» Direction:
Return the data exactly, with all pictures removed.

** begin Raw data **

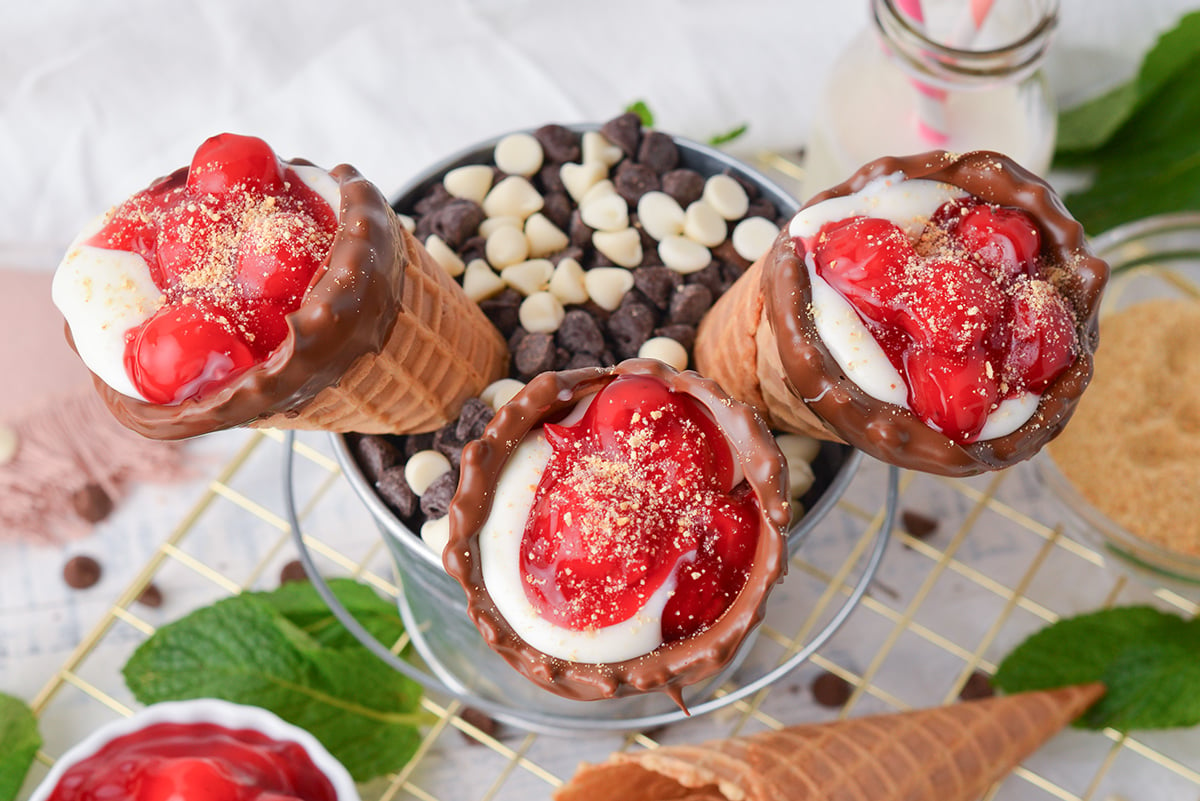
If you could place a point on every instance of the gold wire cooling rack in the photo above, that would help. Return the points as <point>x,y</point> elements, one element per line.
<point>941,608</point>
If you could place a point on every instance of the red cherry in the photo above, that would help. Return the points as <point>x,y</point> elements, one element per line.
<point>181,351</point>
<point>1006,240</point>
<point>953,392</point>
<point>228,161</point>
<point>863,258</point>
<point>1043,337</point>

** end Raw data **

» Reply to the exercise:
If you could place a point on every instance of the gold wire cooling rack in the photo above, that would help. Return the points as <point>x,y</point> elements, one element per line.
<point>941,608</point>
If you could place a point on every instance of the red cherry in the photo above, that would help. Return the points as <point>x,y</point> elements, one element per line.
<point>181,351</point>
<point>1006,240</point>
<point>953,392</point>
<point>228,161</point>
<point>863,258</point>
<point>1043,337</point>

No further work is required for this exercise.